取り組む課題: 軽トラのキャビンが長旅に向くかを論じた文章の続きを、最後の文の後から書き継いでください。

選択テキスト:
☆ ☆ ☆ ☆

キャンピングカー情報をはじめとして、キャンプや車中泊、バンライフなど、アウトドア&車旅の情報を配信しているWEBマガジン・DRIMOから、実際に車中泊やキャンピングカーを楽しんでいるライターによる記事をMOBYがご紹介します。※以降の記事内容および記事タイトルはDRIMOからの引用・参照です
軽トラのキャビンは長旅に向いてる?
車中泊ブームで軽バンの人気が高まったが、現在は軽トラの荷台にハコを積んだり幌をかけたりして車中泊をするスタイルも人気が高まってきている。
しかし、軽トラはどちらかと言えば農作業や商品の配達など比較的近距離で活用するための道具のようなイメージが強く、長距離走行や高速走行に関してはネガティブなイメージを抱く人も少なくないのではないだろうか?
だが、軽トラで高速道路も使った長距離の旅を実践している人もいて、私もそのうちの一人だ。
また、軽トラはこれまで3台経験している。
そこで、今回の記事では車中泊仕様車としての居住性や走行性能などについてではなく、軽トラのキャビンが長旅や長距離運転に向くものなのかにテーマを絞ってお話したいと思う。
車中泊用のベース車として軽トラに興味があるけど、その前に長距離や長時間の運転に耐えられるのか不安を感じている人の参考になれば幸いだ。
軽トラ歴3台
本題に入る前に私の軽トラについてざっと説明しておこう。
現在私が使用している軽トラは、荷台にBoo3というシェルを積んだ2020年2月が初年度検査(軽自動車の場合は登録ではない)の4AT 2WDのハイゼットジャンボだ。
3歳になったところだが、私にとっては超がつく程新しいクルマで、荷台のBoo3は仕事や荷物の運搬にも使いやすくて便利だが、快適に車中泊のできるマルチパーパスなシェルだ。
このクルマは昨年の9月にBoo3を製造している兵庫県三田の自遊空間さんまで引き取りに行き、千葉県の房総半島南部まで寄り道しながら乗って帰ってきて以来、その後もこの半年の間に大阪の堺(片道600km)まで往復2回、山梨県や静岡県の伊豆半島まで往復数回(どちらも片道200km少々だろうか)など、車中泊もしながら中~長距離の走行を結構こなし、半年間で9000km以上走行している。
これが現在使用中の軽トラだが、軽トラ歴はこれが3台目で、1台目は99年式の4AT 4WDの三菱ミニキャブ、2台目が一番古くて、92年式の5MT 4WDのスバルサンバーだった。
興味のない人には大した違いはないと一括りにされてしまいそうなこの3台だが、実際にはこれがかなり大きく違う。
その違いについては後々説明していくが、年式やグレードなどによって本当に雲泥の差があるので、「軽トラと一括りに考えないように」が最初にできるアドバイスだ。
キャビンの居住性は重要
窮屈な姿勢を長時間強いられるのは辛い。
お尻や腰が痛くなるような粗末なシートも長時間の運転には不向きだ。
振動があまりにも大きいのも疲れるし、音がうるさすぎても疲れてしまう。

☆ ☆ ☆ ☆

抽出データ:
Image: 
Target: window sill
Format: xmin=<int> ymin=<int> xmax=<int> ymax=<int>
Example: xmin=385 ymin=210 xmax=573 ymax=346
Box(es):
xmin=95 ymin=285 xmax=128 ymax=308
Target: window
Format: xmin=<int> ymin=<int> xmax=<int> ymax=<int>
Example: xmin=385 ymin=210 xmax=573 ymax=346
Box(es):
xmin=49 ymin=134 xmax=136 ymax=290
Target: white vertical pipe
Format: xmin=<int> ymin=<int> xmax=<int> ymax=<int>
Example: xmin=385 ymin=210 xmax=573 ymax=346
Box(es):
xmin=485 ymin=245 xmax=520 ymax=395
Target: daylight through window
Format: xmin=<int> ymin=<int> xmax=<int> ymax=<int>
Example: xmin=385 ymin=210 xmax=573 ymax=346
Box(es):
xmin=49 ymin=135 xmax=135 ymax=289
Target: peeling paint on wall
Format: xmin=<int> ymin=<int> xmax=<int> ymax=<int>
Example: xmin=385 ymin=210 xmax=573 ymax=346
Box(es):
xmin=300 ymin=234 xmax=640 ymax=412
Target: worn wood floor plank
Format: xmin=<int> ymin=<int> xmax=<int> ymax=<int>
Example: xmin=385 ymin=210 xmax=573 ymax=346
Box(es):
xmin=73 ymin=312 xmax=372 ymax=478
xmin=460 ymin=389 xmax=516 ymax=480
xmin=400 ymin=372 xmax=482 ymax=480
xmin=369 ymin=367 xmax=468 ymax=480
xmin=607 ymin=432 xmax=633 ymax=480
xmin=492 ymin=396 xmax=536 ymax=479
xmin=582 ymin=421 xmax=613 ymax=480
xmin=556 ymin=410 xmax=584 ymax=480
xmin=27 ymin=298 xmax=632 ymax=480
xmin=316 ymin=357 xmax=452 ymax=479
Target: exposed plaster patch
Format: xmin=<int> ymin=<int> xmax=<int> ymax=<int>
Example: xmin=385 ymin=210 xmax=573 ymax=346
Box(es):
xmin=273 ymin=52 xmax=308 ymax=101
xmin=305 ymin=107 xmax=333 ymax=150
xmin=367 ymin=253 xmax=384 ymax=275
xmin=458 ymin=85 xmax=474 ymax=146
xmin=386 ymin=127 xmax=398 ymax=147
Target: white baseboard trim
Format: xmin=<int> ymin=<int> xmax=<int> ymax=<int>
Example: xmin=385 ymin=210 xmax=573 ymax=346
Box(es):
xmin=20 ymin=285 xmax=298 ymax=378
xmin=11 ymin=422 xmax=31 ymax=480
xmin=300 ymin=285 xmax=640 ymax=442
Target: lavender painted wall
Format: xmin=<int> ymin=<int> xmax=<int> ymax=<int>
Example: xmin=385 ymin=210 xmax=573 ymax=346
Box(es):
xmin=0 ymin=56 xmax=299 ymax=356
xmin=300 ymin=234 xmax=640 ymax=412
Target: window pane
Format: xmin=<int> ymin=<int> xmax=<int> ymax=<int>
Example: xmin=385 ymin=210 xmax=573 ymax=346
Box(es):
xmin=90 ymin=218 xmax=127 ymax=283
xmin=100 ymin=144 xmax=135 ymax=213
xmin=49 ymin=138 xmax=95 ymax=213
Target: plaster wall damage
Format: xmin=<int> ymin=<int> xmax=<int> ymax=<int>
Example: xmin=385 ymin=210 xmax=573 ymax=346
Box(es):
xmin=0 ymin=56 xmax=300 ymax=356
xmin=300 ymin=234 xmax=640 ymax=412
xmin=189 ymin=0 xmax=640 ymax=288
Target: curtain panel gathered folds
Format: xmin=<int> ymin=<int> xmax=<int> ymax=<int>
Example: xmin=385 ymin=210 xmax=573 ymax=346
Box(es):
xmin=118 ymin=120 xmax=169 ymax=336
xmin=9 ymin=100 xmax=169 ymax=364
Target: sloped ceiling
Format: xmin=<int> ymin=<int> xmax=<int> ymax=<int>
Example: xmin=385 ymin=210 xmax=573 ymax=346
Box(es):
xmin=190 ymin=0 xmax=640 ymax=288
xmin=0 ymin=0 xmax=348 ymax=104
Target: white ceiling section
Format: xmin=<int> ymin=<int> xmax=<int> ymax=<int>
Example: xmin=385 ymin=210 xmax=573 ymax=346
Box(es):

☆ ☆ ☆ ☆

課題の結果:
隙間風が入り放題で寒いのも困る(余程古いクルマでなければそんなことはないと思うが)が、熱が篭るようなキャビンも夏は辛い。
当然ながらキャビン内の環境の良し悪しは運転手の疲労に大きな影響を与え、長距離や長時間の運転に向くか向かないかに大きく作用する大変重要な要素だ。
しかし、軽トラのキャビンに対して、「狭そう」「運転姿勢が辛そう」「うるさそう」といったイメージを抱く人は少なくないと思う。
果たしてそれは合っているのか?
先に言っておくと、グレードによってもかなり違いはあると思うのだが、少し古い軽トラと現在の軽トラとではキャビン内の環境がかなり大きく違う。
快適性が大きく向上しただけでなく、安全基準も厳しくなり、安全性能に関しての説明はメーカーのウェブサイトなどを見ていただいた方が良いのでここでは省くが、安全性に関しても大きく向上している。
外観からだけでは想像できない本当に大きな差があるので、それをこれからご紹介しようと思うのだが、古いクルマがデザイン的にカワイイからと魅力を感じている人が痘痕も靨に見えてしまうのは危険。
中古車、低年式の軽トラを検討している人は特に参考にしていただきたいと思う。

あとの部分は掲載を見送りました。